Start of Study material

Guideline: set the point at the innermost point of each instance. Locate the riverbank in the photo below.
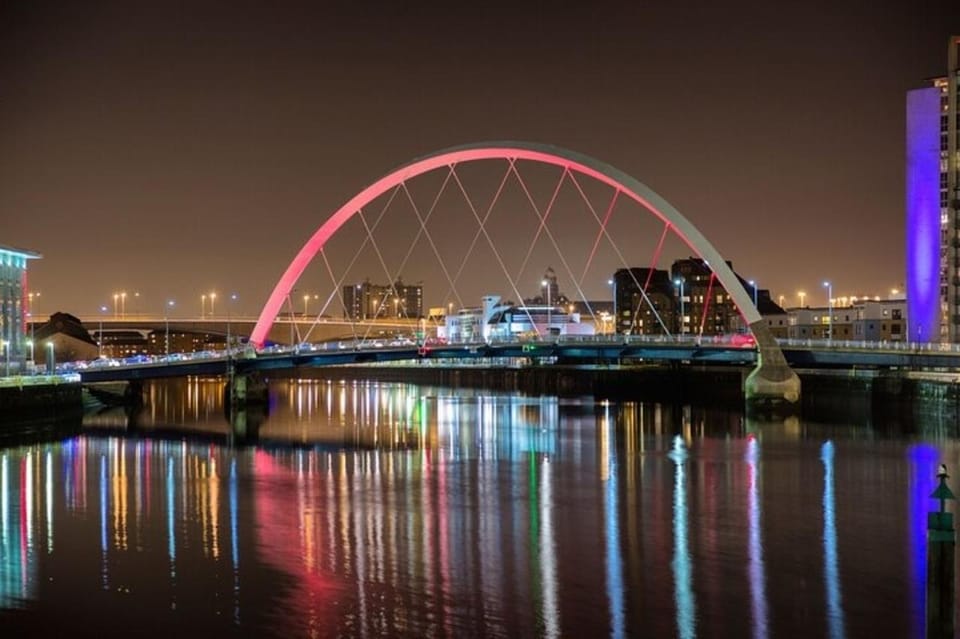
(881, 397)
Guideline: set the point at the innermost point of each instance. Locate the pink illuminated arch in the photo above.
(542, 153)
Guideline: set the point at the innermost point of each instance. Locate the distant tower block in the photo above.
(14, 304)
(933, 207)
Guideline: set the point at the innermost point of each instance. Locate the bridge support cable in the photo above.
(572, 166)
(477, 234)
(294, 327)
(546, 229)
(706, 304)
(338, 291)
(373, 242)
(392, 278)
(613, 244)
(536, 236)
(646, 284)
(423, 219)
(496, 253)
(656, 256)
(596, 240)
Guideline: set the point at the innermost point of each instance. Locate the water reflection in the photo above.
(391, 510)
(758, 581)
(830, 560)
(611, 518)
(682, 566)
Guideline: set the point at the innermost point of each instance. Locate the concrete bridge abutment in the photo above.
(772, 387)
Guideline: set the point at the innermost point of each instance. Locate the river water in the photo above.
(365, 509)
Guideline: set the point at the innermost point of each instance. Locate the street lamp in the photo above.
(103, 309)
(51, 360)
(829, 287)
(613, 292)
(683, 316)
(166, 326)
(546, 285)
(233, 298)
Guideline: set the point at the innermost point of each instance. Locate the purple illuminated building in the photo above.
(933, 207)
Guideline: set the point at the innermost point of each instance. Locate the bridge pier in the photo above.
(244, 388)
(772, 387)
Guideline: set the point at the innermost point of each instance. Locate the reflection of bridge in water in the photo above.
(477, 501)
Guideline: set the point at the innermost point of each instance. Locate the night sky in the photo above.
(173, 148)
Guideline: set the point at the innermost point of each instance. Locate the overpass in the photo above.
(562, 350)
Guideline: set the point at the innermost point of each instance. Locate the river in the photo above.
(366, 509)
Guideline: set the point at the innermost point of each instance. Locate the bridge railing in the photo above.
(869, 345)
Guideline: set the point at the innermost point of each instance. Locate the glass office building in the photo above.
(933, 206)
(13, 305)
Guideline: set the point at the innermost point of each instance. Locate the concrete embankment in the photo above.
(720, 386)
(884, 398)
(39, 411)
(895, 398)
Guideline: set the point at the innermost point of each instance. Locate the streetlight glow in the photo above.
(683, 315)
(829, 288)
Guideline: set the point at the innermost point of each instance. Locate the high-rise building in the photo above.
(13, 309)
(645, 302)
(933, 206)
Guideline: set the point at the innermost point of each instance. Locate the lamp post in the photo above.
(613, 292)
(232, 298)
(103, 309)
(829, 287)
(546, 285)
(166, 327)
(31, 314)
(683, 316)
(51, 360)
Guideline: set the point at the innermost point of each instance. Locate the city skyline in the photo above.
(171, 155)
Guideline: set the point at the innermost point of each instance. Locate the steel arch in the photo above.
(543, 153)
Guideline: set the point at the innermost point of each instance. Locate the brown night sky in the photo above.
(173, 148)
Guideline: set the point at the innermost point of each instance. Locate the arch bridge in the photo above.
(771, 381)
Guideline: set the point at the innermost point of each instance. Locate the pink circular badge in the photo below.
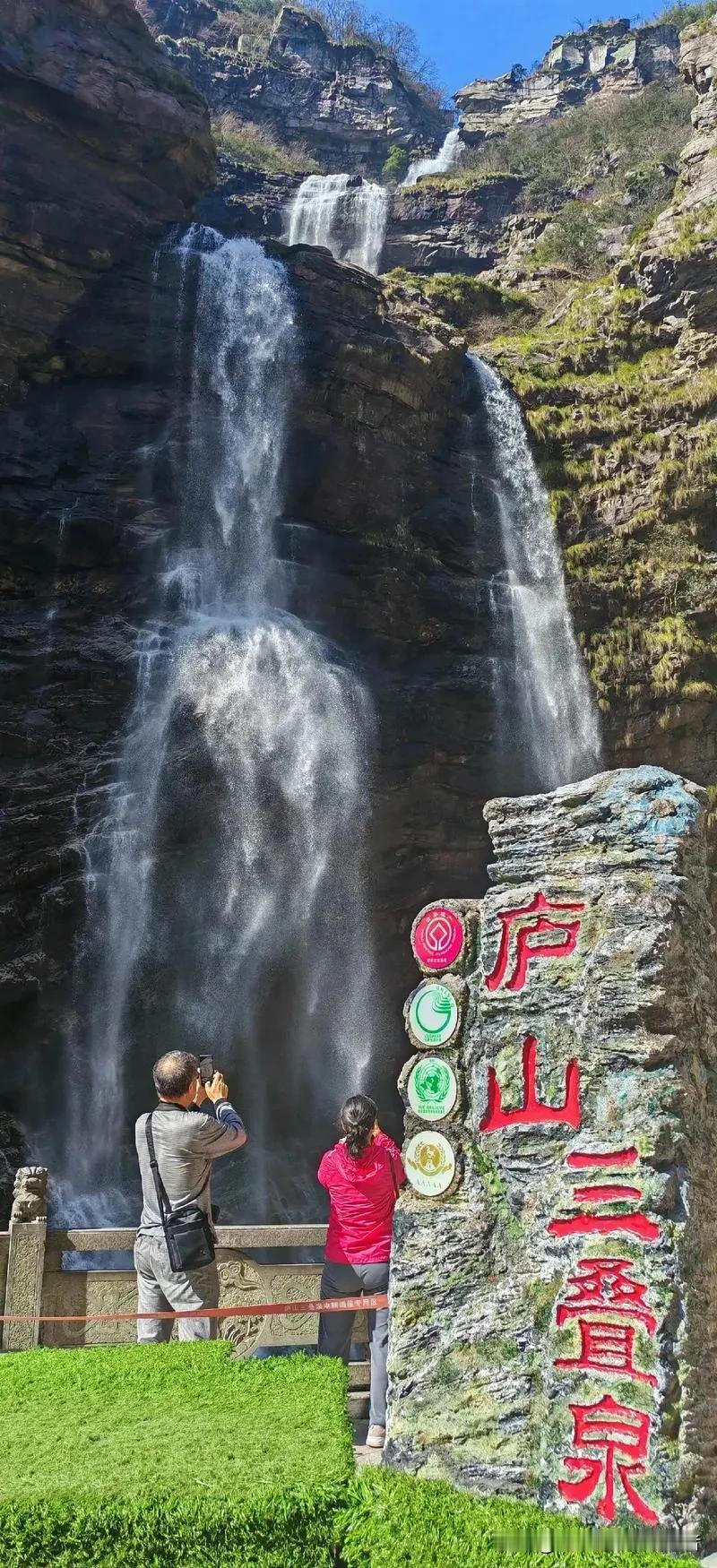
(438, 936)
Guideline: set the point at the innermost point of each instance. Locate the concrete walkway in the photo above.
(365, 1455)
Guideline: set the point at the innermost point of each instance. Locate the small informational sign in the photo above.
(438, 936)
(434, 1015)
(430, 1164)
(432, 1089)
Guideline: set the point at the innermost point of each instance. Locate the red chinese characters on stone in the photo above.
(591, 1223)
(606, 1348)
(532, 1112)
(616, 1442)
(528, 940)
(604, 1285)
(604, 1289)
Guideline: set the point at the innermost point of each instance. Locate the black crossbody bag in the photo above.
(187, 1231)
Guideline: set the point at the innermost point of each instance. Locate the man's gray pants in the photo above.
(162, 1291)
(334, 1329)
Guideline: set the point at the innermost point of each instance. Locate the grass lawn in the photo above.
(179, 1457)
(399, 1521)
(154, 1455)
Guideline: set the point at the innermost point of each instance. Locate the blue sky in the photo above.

End of Study material
Start of Study material

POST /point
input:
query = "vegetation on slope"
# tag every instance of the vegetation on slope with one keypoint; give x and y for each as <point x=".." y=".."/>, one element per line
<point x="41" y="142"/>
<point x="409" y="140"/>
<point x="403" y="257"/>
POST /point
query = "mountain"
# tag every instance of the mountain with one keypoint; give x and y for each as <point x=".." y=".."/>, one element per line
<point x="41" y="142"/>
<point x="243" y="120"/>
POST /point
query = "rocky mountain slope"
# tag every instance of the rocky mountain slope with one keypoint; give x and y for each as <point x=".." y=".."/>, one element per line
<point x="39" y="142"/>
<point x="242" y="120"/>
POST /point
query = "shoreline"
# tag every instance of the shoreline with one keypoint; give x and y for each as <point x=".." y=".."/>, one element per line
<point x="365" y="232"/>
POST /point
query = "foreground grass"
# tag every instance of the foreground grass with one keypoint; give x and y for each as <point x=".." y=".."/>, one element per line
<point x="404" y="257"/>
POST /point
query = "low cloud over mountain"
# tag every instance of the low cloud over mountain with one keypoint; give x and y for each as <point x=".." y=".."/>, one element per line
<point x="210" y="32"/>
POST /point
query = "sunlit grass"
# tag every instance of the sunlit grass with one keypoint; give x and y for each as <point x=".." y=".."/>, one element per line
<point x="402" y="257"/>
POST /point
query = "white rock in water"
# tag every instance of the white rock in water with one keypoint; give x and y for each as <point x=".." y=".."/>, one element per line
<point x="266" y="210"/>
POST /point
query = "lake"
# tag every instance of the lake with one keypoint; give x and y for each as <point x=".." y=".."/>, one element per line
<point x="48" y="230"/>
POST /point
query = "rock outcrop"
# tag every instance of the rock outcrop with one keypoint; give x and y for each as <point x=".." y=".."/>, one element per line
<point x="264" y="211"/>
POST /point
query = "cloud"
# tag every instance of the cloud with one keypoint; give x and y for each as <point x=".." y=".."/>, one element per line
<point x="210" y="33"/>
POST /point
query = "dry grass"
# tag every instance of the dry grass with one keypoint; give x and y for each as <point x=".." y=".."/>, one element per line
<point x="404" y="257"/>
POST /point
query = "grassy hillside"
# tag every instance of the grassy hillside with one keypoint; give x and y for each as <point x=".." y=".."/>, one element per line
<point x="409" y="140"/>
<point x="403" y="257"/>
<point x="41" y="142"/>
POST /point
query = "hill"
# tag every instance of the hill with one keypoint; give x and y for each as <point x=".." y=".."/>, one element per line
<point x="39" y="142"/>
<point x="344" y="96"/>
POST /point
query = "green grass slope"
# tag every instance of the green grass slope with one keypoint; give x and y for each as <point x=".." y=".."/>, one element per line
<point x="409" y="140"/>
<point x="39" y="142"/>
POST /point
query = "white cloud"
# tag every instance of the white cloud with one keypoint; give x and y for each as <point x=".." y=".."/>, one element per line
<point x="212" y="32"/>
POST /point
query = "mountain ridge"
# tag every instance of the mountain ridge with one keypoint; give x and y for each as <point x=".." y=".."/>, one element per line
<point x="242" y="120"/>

End of Study material

**Work item:**
Look through the entries above and quote exactly the lines from the line with "sign in the photo above." to the line with "blue sky in the photo above.", counting both of those lines.

**Reply:**
Guideline: set the point at the innermost point of each instance. Locate the small informational sign in the photo above.
(438, 936)
(434, 1015)
(430, 1164)
(432, 1089)
Guideline: set the point at the innermost point of each instance. Locate the red chinese characters on stone in the photo above.
(591, 1223)
(606, 1348)
(532, 1112)
(616, 1442)
(528, 940)
(604, 1285)
(604, 1289)
Guideline: set the point at the innermost point of each instance. Locate the black crossbody bag in the photo above.
(187, 1231)
Guideline: set the point at the innermost point of each instance. Locate the man's gray pants in the photo above.
(162, 1291)
(334, 1329)
Guideline: set the point at the innermost point of each instance. Locate the grass lawn in the photo above.
(179, 1457)
(399, 1521)
(154, 1455)
Guideline: set the point at the innermost point of each instance. Locate the blue sky in the photo above.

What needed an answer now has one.